### 발췌 본문
02 Filtering & Sorting

hyerimir 2022. 8. 7. 17:09

2022. 8. 7. 17:09

https://www.datamanim.com/dataset/99_pandas/pandasMain.html

판다스 연습 튜토리얼 — DataManim

Question 43 df의 데이터 중 new_price값이 lst에 해당하는 경우의 데이터 프레임을 구하고 그 갯수를 출력하라 lst =[1.69, 2.39, 3.39, 4.45, 9.25, 10.98, 11.75, 16.98]

www.datamanim.com

Question 20

데이터를 로드하라.

DataUrl = 'https://raw.githubusercontent.com/Datamanim/pandas/main/chipo.csv'
df = pd.read_csv(DataUrl)
Ans = type(df)
Ans

Question 21

quantity컬럼 값이 3인 데이터를 추출하여 첫 5행을 출력하라

Ans = df.loc[df['quantity']==3].head()
Ans

Question 22

quantity컬럼 값이 3인 데이터를 추출하여 index를 0부터 정렬하고 첫 5행을 출력하라

Ans = df.loc[df['quantity']==3].head().reset_index(drop=True)
Ans

df.reset_index(drop=True)

Question 23

quantity , item_price 두개의 컬럼으로 구성된 새로운 데이터 프레임을 정의하라

Ans =df[['quantity','item_price']]
Ans

Question 24

item_price 컬럼의 달러표시 문자를 제거하고 float 타입으로 저장하여 new_price 컬럼에 저장하라

df['new_price'] = df['item_price'].str[1:].astype('float')
Ans = df['new_price'].head()
Ans

df[''].str[1:].astype('float')

Question 25

new_price 컬럼이 5이하의 값을 가지는 데이터프레임을 추출하고, 전체 갯수를 구하여라

Ans = len(df.loc[df.new_price <=5])
Ans

Question 26

item_name명이 Chicken Salad Bowl 인 데이터 프레임을 추출하라고 index 값을 초기화 하여라

Ans = df.loc[df.item_name =='Chicken Salad Bowl'].reset_index(drop=True)
Ans.head(3)

Question 27

new_price값이 9 이하이고 item_name 값이 Chicken Salad Bowl 인 데이터 프레임을 추출하라

Ans = df.loc[(df.item_name =='Chicken Salad Bowl') & (df.new_price <= 9)]
Ans.head(5)

### 연습 과제
판다스 필터링·정렬 연습 글의 다음 부분을 Question 27 뒤부터 이어서 써 주시겠어요? 이어지는 자료는 판다스 필터링·정렬 연습 글과 상관없는 별도의 자료입니다.

### 데이터 목록
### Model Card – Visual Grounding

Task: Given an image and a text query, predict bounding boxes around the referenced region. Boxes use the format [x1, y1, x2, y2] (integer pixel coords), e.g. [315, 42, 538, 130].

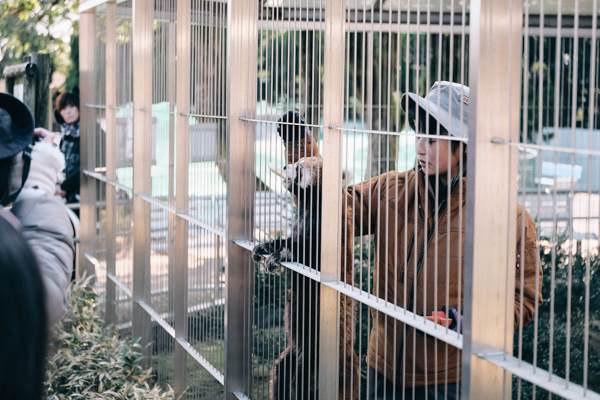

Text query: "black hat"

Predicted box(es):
[277, 111, 310, 143]
[0, 93, 34, 159]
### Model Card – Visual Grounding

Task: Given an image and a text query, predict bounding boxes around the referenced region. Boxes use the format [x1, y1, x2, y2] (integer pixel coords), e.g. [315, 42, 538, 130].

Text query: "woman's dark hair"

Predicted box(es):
[56, 88, 79, 112]
[408, 107, 467, 176]
[0, 216, 48, 400]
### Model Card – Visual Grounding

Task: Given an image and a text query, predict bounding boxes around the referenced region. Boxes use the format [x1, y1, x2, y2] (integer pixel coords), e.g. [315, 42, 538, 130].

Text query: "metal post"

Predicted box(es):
[132, 0, 154, 365]
[79, 9, 96, 276]
[23, 53, 37, 122]
[104, 0, 117, 324]
[169, 0, 192, 396]
[31, 53, 51, 129]
[225, 0, 257, 400]
[319, 0, 346, 399]
[462, 0, 523, 399]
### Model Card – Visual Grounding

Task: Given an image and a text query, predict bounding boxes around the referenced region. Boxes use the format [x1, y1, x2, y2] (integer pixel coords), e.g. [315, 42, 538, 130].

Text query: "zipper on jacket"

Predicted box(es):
[400, 233, 417, 287]
[403, 175, 458, 312]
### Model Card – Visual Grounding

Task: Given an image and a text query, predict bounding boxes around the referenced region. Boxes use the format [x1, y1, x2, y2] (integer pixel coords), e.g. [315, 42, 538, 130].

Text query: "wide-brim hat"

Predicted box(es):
[401, 82, 469, 138]
[0, 93, 35, 159]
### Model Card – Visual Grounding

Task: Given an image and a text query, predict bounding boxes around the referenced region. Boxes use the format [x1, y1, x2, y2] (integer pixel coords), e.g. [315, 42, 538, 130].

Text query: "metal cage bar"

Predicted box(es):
[132, 0, 154, 363]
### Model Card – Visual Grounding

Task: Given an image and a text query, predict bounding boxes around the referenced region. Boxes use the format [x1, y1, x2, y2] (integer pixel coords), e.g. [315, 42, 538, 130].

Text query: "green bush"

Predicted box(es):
[46, 278, 174, 400]
[513, 236, 600, 399]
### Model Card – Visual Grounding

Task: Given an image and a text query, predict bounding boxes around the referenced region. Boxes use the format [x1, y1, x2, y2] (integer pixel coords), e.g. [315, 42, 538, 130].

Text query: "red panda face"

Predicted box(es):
[283, 157, 323, 191]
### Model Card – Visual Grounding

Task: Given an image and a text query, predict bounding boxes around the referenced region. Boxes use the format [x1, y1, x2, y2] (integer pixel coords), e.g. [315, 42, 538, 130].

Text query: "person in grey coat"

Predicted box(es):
[0, 93, 75, 326]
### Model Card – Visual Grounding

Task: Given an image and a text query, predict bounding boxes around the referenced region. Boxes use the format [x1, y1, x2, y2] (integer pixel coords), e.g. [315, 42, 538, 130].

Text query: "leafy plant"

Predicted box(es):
[46, 277, 174, 400]
[513, 237, 600, 399]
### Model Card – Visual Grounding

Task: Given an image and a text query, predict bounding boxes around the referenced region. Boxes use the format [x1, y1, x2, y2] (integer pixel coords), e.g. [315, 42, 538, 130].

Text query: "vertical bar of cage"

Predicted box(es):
[170, 0, 192, 396]
[105, 0, 117, 324]
[462, 0, 523, 399]
[167, 0, 177, 324]
[225, 0, 257, 400]
[318, 0, 346, 399]
[78, 8, 96, 278]
[132, 0, 154, 366]
[582, 0, 598, 396]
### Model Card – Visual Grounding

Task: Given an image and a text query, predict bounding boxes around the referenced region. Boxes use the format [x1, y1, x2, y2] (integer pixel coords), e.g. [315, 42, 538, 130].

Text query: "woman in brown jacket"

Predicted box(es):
[347, 82, 542, 400]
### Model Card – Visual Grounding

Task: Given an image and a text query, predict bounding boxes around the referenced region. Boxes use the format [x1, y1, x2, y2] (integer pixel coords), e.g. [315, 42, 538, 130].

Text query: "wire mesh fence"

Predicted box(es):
[81, 0, 600, 399]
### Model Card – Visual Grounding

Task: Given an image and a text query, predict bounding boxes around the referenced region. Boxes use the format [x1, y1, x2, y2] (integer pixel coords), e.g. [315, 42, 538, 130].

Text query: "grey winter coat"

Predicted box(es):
[11, 196, 74, 327]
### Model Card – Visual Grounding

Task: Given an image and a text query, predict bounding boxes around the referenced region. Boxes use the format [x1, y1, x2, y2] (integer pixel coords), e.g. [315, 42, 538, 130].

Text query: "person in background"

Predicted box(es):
[0, 216, 49, 400]
[54, 87, 80, 203]
[0, 93, 75, 328]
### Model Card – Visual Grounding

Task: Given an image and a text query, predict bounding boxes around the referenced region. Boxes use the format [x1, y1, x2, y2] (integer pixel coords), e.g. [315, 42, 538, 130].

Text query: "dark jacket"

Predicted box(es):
[60, 122, 80, 203]
[347, 170, 542, 387]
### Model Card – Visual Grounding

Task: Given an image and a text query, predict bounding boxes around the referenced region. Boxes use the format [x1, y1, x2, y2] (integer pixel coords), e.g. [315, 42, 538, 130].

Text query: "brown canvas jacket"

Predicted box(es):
[346, 170, 542, 387]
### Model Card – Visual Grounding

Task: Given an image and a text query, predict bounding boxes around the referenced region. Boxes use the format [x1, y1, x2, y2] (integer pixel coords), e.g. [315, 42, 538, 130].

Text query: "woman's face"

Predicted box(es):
[417, 134, 466, 184]
[60, 105, 79, 124]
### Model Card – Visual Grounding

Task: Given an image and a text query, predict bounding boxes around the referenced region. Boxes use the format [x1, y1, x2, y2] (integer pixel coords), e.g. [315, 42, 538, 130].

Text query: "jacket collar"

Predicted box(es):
[415, 166, 467, 219]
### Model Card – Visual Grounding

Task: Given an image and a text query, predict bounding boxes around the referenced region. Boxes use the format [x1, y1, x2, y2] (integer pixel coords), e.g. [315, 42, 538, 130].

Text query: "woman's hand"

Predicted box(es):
[33, 128, 54, 144]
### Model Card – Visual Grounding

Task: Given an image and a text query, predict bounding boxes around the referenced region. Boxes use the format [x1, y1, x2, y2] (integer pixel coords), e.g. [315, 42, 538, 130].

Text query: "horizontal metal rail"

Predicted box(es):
[238, 117, 323, 129]
[84, 253, 133, 298]
[83, 169, 133, 193]
[323, 281, 463, 350]
[329, 125, 469, 143]
[178, 111, 227, 119]
[83, 170, 225, 237]
[79, 0, 108, 13]
[233, 240, 463, 349]
[2, 62, 37, 79]
[233, 240, 321, 282]
[492, 138, 600, 156]
[477, 352, 600, 400]
[85, 253, 225, 385]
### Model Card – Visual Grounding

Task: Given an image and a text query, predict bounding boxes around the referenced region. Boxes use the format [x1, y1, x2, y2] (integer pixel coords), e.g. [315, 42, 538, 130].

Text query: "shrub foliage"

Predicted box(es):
[46, 278, 174, 400]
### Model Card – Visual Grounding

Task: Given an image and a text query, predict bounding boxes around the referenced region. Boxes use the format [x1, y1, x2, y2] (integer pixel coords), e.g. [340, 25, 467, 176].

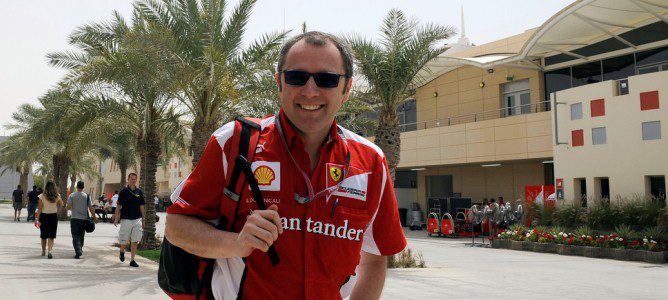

### 출력 결과
df.loc[(조건1) & (조건2)]

Question 28

df의 new_price 컬럼 값에 따라 오름차순으로 정리하고 index를 초기화 하여라

Ans = df.sort_values('new_price').reset_index(drop=True)
Ans.head(4)

df.sort_values('특정변수')

Question 29

df의 item_name 컬럼 값중 Chips 포함하는 경우의 데이터를 출력하라

Ans = df.loc[df.item_name.str.contains('Chips')]
Ans.head(5)

Question 30

df의 짝수번째 컬럼만을 포함하는 데이터프레임을 출력하라

Ans = df.iloc[:,::2]
Ans.head(5)

Question 31

df의 new_price 컬럼 값에 따라 내림차순으로 정리하고 index를 초기화 하여라

Ans = df.sort_values('new_price',ascending=False).reset_index(drop=True)
Ans.head(4)

df.sort_values('특정변수', ascending = False) - 특정변수 기준 내림차순 정렬

Question 32

df의 item_name 컬럼 값이 Steak Salad 또는 Bowl 인 데이터를 인덱싱하라

Ans = df.loc[(df.item_name =='Steak Salad') | (df.item_name =='Bowl')]
Ans

Question 33

df의 item_name 컬럼 값이 Steak Salad 또는 Bowl 인 데이터를 데이터 프레임화 한 후, item_name를 기준으로 중복행이 있으면 제거하되 첫번째 케이스만 남겨라

Ans = df.loc[(df.item_name =='Steak Salad') | (df.item_name =='Bowl')]
Ans = Ans.drop_duplicates('item_name')
Ans

df.drop_duplicates('특정변수')

Question 34

df의 item_name 컬럼 값이 Steak Salad 또는 Bowl 인 데이터를 데이터 프레임화 한 후, item_name를 기준으로 중복행이 있으면 제거하되 마지막 케이스만 남겨라

Ans = df.loc[(df.item_name =='Steak Salad') | (df.item_name =='Bowl')]
Ans = Ans.drop_duplicates('item_name',keep='last')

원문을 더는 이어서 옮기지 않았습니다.